Records taken from a collection
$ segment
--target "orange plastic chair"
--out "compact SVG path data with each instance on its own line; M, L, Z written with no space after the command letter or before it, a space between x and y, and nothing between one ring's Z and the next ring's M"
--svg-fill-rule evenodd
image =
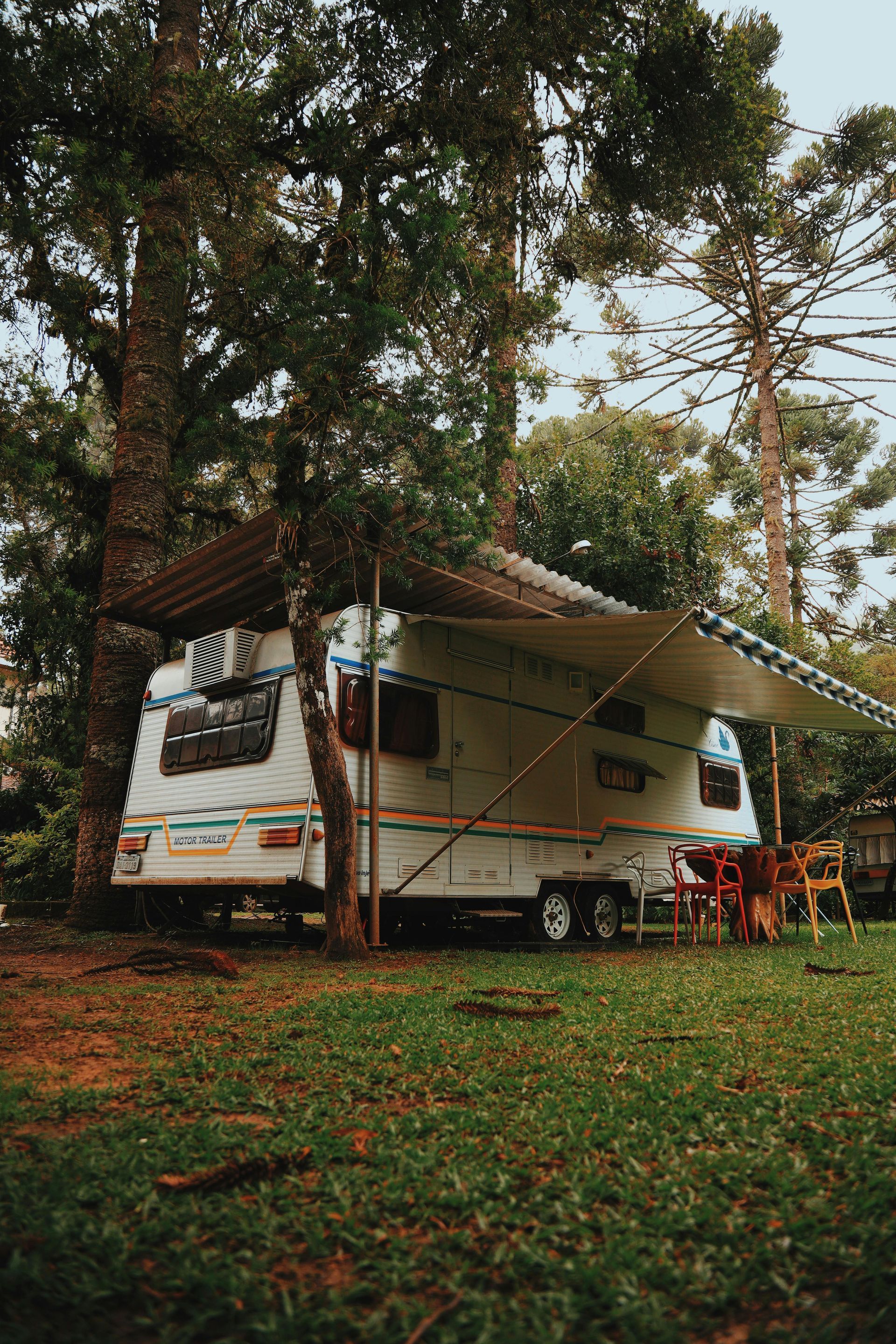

- _The request_
Please swap "orange plastic chair" for "blue plastic chair" in the lines above, keep everything else unchanged, and leave the pictures out of your answer.

- _Answer to this problem_
$ segment
--target "blue plastic chair"
--out "compact SVG path data with each instance on its own line; M, L, Z written with no space after the command letter or before it, a space between x and y, and nothing between one ring's Z and the next ring's M"
--svg-fill-rule evenodd
image =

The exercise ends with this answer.